Exercise inputs>
┄┄┄┄┄┄

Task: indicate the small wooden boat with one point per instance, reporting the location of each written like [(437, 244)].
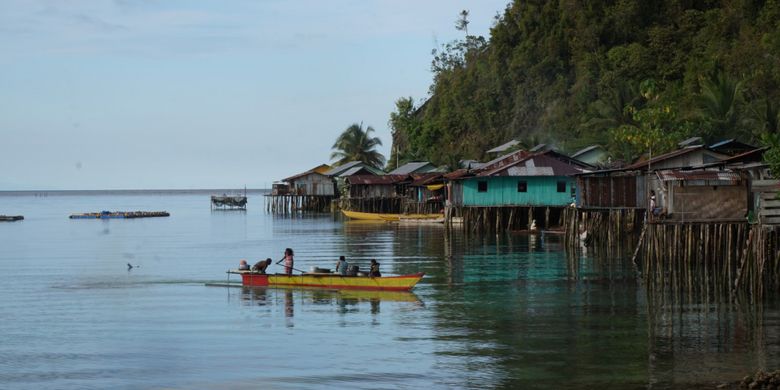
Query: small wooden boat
[(370, 216), (389, 217), (329, 281), (120, 214), (413, 220)]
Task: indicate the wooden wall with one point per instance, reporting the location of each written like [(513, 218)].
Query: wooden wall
[(706, 203), (503, 191)]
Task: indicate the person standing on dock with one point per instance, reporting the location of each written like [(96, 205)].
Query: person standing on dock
[(288, 261)]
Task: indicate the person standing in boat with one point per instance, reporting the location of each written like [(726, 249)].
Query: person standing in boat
[(374, 270), (342, 266), (261, 266), (288, 261)]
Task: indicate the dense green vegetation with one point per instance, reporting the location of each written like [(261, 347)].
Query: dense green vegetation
[(628, 74), (357, 144)]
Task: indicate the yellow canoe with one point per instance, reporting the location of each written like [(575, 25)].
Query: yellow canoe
[(330, 281), (371, 216), (388, 217)]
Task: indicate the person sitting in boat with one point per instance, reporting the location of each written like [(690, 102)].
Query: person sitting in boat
[(374, 270), (342, 266), (288, 261), (243, 265), (261, 266)]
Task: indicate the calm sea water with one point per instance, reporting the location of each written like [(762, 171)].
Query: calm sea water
[(506, 311)]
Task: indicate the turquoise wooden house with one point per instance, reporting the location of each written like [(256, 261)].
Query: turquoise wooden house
[(537, 180)]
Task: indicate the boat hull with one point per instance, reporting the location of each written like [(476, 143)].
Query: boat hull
[(389, 217), (332, 281)]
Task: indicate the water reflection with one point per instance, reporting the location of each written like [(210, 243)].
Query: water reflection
[(345, 301)]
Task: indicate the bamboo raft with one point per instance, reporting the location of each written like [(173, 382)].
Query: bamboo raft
[(120, 214)]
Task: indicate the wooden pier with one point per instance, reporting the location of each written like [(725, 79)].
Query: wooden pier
[(496, 219), (289, 203), (229, 202), (381, 205), (120, 214), (612, 232), (712, 259)]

┄┄┄┄┄┄

Goal of the exercise>
Rewrite the material from its start through the line holding "[(370, 216), (389, 217), (329, 281), (120, 214), (413, 220)]", both ends included, and raise every point coordinate in the answers by 65 while keeping the requests and their sample coordinates unchanged. Leave the pictures out.

Solution to this exercise>
Task: indicate the small wooden boat with one point per instance, reporting the location of each written like [(437, 244)].
Query: small wooden boat
[(435, 281), (454, 282), (394, 346), (185, 279), (478, 285)]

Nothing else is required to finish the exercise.